DEINE AUFGABE:
Gib jede der folgenden Zeilen, die die Zeichenfolge „circular“ enthält, vollständig wieder. Groß- und Kleinschreibung ist dabei zu beachten.

--------------------

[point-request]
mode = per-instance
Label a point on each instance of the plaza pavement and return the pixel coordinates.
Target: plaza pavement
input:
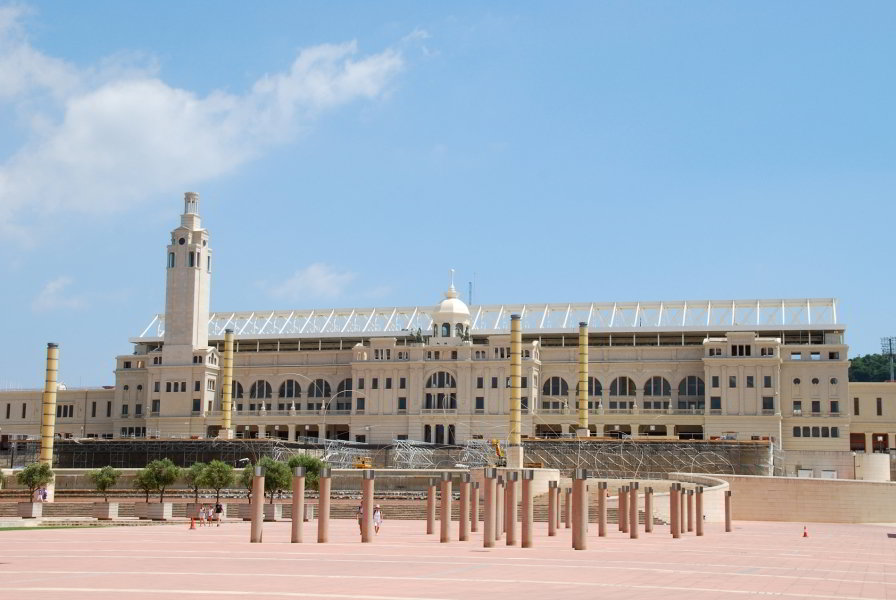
(756, 560)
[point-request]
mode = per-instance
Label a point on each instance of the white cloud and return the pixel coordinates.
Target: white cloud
(109, 137)
(317, 281)
(55, 296)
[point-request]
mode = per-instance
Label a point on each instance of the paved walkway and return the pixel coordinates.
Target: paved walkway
(757, 559)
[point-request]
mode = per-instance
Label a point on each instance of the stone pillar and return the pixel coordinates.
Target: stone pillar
(728, 511)
(298, 503)
(510, 507)
(690, 511)
(568, 513)
(527, 508)
(257, 511)
(431, 506)
(367, 477)
(499, 507)
(323, 506)
(674, 511)
(580, 509)
(474, 506)
(464, 517)
(699, 503)
(445, 514)
(488, 526)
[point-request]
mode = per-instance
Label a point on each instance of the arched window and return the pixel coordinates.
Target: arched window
(691, 386)
(555, 386)
(319, 388)
(622, 386)
(290, 389)
(441, 379)
(657, 386)
(260, 389)
(344, 389)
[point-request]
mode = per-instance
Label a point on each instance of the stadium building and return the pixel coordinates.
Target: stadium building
(774, 370)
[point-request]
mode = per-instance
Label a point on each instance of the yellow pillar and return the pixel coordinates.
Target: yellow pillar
(227, 386)
(582, 430)
(48, 405)
(515, 448)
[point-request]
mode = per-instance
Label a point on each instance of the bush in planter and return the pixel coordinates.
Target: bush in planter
(194, 477)
(218, 475)
(34, 476)
(145, 481)
(103, 479)
(312, 466)
(164, 474)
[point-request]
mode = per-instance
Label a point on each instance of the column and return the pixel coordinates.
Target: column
(298, 503)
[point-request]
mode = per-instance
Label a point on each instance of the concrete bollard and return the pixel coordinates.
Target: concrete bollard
(463, 528)
(552, 508)
(499, 507)
(298, 503)
(367, 505)
(580, 509)
(431, 506)
(674, 512)
(648, 510)
(690, 511)
(527, 508)
(699, 516)
(510, 508)
(488, 527)
(323, 507)
(255, 533)
(474, 504)
(728, 511)
(445, 514)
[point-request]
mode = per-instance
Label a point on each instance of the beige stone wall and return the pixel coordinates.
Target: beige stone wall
(811, 500)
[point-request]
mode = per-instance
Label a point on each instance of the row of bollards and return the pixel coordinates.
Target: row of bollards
(501, 505)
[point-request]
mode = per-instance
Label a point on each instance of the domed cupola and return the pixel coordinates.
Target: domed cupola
(450, 319)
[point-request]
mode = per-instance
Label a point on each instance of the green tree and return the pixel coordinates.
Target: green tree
(103, 479)
(145, 482)
(218, 475)
(312, 466)
(194, 477)
(164, 474)
(34, 476)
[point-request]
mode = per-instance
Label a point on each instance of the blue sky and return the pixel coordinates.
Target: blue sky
(352, 153)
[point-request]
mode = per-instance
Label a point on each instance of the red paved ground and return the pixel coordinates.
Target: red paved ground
(135, 563)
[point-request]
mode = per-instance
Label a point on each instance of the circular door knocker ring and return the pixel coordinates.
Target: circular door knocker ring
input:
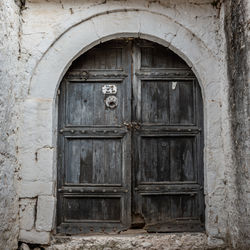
(111, 102)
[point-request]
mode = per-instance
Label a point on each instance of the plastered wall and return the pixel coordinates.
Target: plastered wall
(9, 25)
(45, 38)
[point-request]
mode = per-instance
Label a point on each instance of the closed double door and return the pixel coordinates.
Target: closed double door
(130, 142)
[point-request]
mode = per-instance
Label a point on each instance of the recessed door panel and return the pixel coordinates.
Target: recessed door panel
(88, 209)
(94, 161)
(85, 104)
(168, 102)
(166, 159)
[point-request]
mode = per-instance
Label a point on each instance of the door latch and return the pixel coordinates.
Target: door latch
(132, 125)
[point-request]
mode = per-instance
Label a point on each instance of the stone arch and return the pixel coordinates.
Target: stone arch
(83, 36)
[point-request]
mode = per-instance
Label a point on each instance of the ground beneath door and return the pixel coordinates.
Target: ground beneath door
(131, 240)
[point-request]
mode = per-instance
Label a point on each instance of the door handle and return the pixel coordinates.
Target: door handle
(132, 125)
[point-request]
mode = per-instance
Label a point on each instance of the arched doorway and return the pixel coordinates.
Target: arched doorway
(130, 143)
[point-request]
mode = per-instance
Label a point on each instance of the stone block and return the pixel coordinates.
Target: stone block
(45, 213)
(27, 213)
(34, 237)
(32, 189)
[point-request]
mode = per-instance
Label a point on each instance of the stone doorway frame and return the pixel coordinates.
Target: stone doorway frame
(38, 127)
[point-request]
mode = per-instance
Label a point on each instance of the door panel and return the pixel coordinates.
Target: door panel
(85, 104)
(94, 179)
(87, 209)
(167, 159)
(139, 164)
(168, 102)
(168, 182)
(94, 161)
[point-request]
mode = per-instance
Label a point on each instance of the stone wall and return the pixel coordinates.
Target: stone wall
(237, 33)
(9, 53)
(56, 32)
(40, 40)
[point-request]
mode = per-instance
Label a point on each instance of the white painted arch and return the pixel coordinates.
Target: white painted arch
(40, 108)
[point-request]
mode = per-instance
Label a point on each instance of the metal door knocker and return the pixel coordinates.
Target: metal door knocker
(111, 102)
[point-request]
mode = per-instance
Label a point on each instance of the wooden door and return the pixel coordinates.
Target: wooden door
(168, 142)
(94, 177)
(130, 144)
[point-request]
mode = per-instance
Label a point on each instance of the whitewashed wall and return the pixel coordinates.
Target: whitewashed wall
(53, 33)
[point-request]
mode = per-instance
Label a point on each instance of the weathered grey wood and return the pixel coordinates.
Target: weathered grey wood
(93, 145)
(140, 164)
(164, 156)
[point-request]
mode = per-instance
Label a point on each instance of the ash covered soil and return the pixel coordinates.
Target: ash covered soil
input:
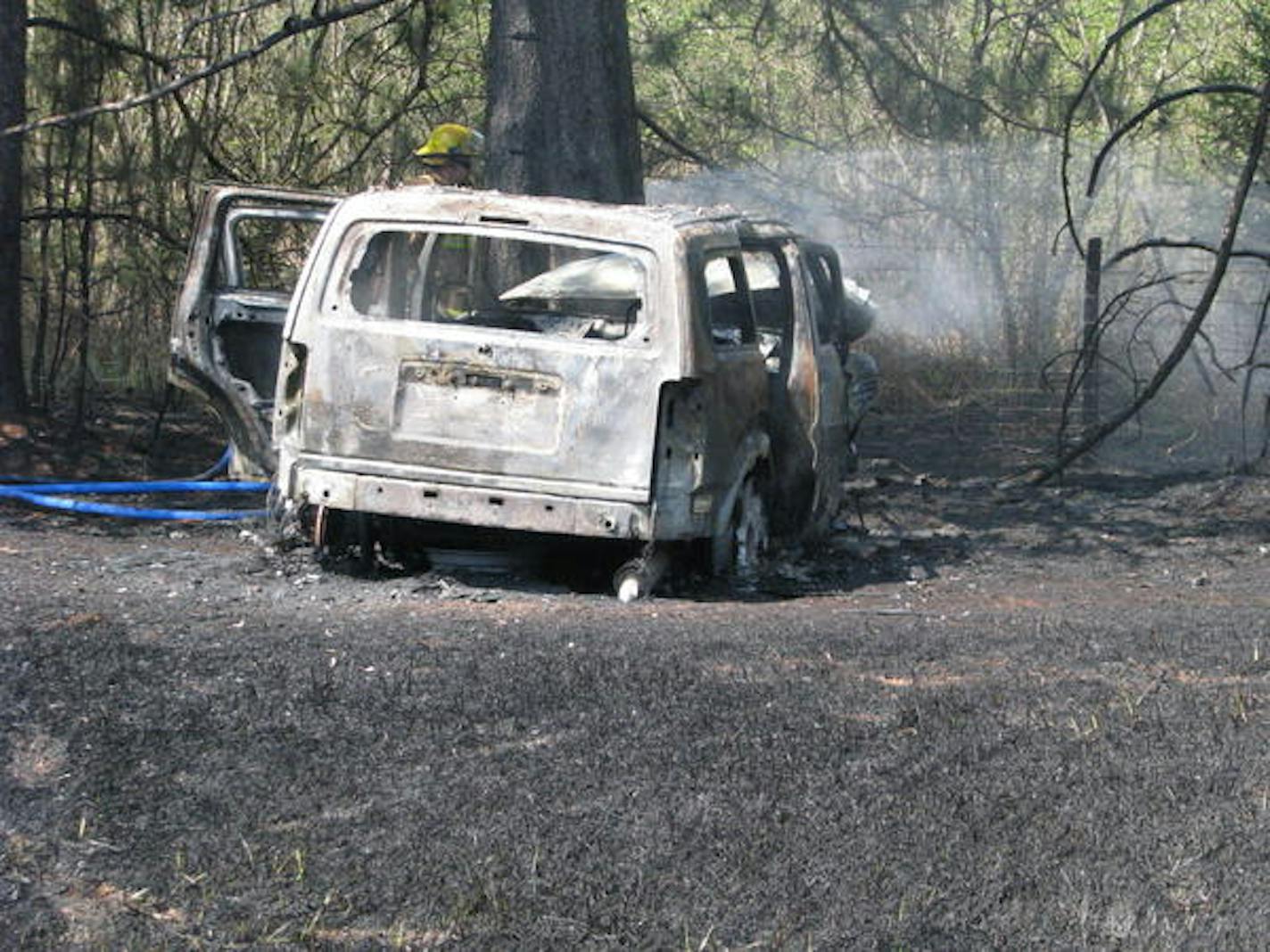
(976, 718)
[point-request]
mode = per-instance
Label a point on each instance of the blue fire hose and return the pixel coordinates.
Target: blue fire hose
(54, 496)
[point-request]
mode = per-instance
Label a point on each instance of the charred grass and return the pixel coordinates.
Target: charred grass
(976, 718)
(389, 771)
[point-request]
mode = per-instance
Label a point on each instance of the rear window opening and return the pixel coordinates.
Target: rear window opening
(536, 287)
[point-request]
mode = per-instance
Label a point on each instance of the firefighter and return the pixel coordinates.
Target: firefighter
(449, 154)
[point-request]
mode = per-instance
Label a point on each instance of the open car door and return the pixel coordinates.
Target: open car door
(245, 257)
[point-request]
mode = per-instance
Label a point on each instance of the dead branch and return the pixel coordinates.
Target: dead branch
(224, 15)
(676, 144)
(1183, 341)
(1237, 253)
(914, 70)
(291, 27)
(1153, 107)
(119, 217)
(1069, 119)
(104, 42)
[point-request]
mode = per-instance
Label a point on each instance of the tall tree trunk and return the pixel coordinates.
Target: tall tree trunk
(562, 101)
(12, 107)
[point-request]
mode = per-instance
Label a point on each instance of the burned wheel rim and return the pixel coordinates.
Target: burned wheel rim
(749, 532)
(740, 546)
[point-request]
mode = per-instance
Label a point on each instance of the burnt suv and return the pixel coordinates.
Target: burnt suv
(672, 379)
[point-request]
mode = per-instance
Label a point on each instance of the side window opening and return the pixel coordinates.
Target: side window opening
(267, 248)
(728, 306)
(824, 283)
(770, 291)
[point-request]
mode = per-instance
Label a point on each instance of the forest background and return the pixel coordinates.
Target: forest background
(928, 140)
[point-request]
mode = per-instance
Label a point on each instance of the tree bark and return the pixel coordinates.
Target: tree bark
(562, 101)
(12, 107)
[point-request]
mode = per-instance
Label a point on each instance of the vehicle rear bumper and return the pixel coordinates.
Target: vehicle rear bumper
(473, 505)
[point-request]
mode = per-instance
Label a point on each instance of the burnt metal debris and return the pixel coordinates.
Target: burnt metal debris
(668, 379)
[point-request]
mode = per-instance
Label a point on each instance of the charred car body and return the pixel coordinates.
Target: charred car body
(647, 374)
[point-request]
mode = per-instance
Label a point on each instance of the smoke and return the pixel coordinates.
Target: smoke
(968, 244)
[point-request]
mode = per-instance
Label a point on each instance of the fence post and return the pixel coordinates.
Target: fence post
(1090, 352)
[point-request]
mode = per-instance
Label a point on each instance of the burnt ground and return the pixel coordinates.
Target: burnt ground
(976, 718)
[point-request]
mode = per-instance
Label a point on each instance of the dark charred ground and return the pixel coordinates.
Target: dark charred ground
(974, 718)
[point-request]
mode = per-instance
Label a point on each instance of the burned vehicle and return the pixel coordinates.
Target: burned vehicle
(664, 377)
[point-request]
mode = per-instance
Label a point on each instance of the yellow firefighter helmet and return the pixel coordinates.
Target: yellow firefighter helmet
(451, 143)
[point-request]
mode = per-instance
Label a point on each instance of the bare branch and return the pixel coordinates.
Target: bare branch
(291, 27)
(224, 15)
(104, 42)
(922, 75)
(1257, 150)
(676, 144)
(1191, 245)
(1069, 119)
(1156, 105)
(90, 216)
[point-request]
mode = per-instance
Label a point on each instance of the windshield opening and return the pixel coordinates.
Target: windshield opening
(538, 287)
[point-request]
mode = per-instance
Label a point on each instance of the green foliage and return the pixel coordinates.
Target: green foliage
(739, 83)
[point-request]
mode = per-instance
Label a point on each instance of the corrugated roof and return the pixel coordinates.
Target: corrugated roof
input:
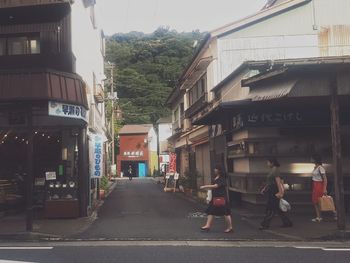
(165, 120)
(271, 3)
(136, 129)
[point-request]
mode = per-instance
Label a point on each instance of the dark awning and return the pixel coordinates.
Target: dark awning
(42, 85)
(215, 115)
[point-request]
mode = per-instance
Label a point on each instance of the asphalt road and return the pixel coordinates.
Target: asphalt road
(171, 254)
(139, 209)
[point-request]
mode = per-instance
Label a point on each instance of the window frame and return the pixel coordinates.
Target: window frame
(27, 48)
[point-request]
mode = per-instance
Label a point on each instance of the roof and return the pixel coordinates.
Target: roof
(274, 8)
(165, 120)
(136, 129)
(271, 3)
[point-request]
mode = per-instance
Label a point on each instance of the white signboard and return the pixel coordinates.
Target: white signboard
(67, 110)
(50, 176)
(96, 156)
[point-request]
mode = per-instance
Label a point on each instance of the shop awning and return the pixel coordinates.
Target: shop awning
(42, 85)
(272, 91)
(216, 114)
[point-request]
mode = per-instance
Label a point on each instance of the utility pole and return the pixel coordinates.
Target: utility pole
(112, 97)
(337, 153)
(30, 173)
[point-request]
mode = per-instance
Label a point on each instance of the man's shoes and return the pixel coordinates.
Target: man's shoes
(287, 225)
(263, 227)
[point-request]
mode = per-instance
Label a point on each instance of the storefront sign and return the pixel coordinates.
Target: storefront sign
(133, 154)
(280, 119)
(50, 176)
(96, 156)
(172, 163)
(67, 110)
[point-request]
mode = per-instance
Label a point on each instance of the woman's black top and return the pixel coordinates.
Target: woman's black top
(221, 190)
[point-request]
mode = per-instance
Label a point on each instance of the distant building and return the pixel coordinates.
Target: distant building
(164, 132)
(138, 148)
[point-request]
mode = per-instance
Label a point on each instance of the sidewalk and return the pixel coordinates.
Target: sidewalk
(303, 228)
(12, 227)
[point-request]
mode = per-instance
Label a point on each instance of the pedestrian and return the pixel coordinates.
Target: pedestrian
(219, 205)
(319, 186)
(130, 172)
(274, 190)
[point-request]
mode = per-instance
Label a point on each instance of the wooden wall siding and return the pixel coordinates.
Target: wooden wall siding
(16, 3)
(49, 35)
(44, 85)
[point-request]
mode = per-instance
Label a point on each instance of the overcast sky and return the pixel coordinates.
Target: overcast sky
(183, 15)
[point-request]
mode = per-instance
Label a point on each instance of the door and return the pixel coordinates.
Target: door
(142, 170)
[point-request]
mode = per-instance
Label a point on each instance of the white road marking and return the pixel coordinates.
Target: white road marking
(26, 248)
(336, 249)
(308, 247)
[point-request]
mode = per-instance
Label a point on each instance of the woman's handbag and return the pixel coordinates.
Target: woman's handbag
(209, 196)
(326, 204)
(219, 201)
(284, 205)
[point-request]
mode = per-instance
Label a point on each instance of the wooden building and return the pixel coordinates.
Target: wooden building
(48, 92)
(284, 113)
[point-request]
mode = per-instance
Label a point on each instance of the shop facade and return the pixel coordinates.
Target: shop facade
(51, 93)
(284, 112)
(138, 149)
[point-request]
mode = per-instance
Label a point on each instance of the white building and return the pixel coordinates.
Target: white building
(281, 30)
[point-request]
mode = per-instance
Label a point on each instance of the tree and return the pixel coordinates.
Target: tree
(148, 66)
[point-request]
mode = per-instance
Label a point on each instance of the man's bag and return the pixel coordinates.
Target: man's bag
(326, 204)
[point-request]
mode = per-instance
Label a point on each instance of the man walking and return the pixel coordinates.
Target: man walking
(130, 172)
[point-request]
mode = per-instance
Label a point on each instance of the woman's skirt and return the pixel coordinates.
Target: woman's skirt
(317, 192)
(218, 210)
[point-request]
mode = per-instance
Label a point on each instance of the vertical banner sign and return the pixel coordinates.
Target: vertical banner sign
(172, 163)
(96, 156)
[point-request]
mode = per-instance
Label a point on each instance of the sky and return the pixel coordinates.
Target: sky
(116, 16)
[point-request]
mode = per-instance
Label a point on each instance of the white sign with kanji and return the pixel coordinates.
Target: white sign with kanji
(67, 110)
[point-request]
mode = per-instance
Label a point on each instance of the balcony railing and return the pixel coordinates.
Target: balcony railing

--------------------

GELÖSTE AUFGABE:
Label a point on each instance of the circular door knocker ring and return the pixel coordinates.
Target: circular door knocker ring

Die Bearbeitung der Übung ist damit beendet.